### DATA SUPPLIED

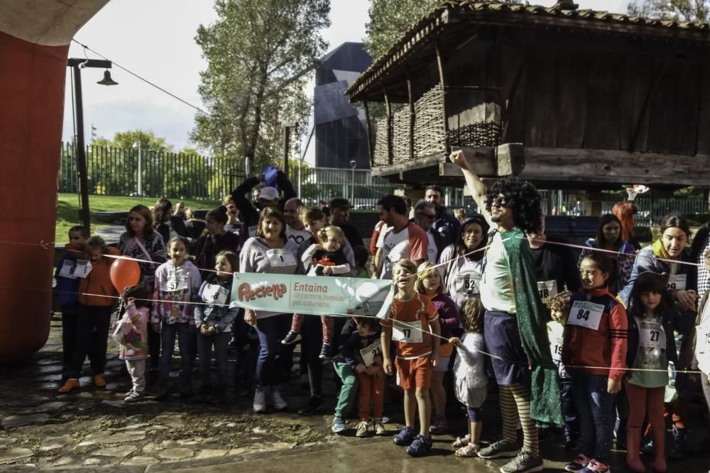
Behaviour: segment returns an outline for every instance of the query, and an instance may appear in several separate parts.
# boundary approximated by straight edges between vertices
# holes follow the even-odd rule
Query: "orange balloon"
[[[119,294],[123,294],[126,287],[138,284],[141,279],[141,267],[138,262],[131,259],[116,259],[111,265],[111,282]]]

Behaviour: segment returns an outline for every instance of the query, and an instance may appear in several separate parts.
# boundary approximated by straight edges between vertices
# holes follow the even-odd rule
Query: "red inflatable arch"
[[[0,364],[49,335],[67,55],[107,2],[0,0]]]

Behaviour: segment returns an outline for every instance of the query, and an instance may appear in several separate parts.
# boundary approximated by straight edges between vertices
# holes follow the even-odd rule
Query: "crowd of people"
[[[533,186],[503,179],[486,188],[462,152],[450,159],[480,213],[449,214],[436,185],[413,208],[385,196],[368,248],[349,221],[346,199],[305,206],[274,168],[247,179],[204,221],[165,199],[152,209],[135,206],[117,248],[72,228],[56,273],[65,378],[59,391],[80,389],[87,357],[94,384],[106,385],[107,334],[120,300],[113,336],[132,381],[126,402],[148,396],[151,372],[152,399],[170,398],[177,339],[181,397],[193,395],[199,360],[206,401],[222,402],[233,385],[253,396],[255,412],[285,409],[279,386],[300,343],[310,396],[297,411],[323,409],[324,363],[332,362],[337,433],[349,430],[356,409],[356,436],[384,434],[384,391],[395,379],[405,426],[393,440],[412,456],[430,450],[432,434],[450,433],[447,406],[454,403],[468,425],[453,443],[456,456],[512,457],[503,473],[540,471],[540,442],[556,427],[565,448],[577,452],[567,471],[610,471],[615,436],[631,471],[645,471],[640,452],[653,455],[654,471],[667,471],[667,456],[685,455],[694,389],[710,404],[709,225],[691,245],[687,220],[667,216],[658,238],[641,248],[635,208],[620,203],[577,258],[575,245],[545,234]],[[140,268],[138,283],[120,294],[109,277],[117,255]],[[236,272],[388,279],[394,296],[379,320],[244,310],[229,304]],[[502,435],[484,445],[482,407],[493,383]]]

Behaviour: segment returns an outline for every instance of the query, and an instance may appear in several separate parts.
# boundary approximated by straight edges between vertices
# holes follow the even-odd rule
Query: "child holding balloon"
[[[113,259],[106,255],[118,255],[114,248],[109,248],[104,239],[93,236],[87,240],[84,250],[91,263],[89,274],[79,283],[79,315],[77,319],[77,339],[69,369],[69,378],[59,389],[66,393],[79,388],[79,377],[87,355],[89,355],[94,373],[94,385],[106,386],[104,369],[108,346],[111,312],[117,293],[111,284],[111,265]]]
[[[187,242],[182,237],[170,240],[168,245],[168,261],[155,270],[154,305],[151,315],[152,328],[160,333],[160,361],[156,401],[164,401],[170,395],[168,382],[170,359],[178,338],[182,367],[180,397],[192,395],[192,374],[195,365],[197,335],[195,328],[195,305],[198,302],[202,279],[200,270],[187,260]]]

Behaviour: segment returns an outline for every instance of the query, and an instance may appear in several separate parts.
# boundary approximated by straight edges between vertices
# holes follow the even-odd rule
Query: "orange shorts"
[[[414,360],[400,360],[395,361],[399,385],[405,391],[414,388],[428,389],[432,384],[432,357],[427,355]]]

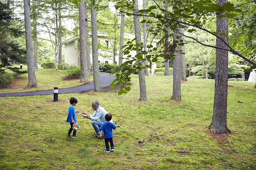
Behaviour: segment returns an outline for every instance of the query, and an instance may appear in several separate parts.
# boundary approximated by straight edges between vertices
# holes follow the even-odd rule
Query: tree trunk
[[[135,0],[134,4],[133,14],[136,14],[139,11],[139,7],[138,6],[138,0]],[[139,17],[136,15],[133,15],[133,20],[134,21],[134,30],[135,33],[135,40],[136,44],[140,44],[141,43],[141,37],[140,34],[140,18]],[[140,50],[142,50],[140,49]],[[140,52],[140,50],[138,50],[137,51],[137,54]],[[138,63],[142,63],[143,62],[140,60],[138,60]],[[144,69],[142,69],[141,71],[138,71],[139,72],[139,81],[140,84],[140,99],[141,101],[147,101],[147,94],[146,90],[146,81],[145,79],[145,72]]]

######

WHAT NEEDS TO BE DONE – Rescale the entries from their start through the line containing "[[[0,364],[49,335],[67,55],[107,2],[0,0]]]", multiplying every polygon coordinate in the answers by 1.45 and rounding to whole numbers, with halves rounded up. Write out every line in that span with all other text unchanged, and leave the pictures out.

ANSWER TO THIS TASK –
Behaviour: segment returns an outline for every instance of the query, and an instance may appear in several separate parts.
# boundary approximated by straight edges between vertices
# holes follow the even-odd rule
Query: "orange balloon"
[[[173,426],[178,426],[183,416],[200,412],[204,405],[204,387],[200,380],[190,376],[168,376],[161,384],[161,409]]]

Behaviour: segment returns an outline for every instance of the query, and an instance may appear in several separate parts.
# boundary approximated by straight edges between vertices
# holes follow the even-odd rule
Query: "red inflatable arch"
[[[0,528],[71,486],[97,80],[155,3],[0,0]]]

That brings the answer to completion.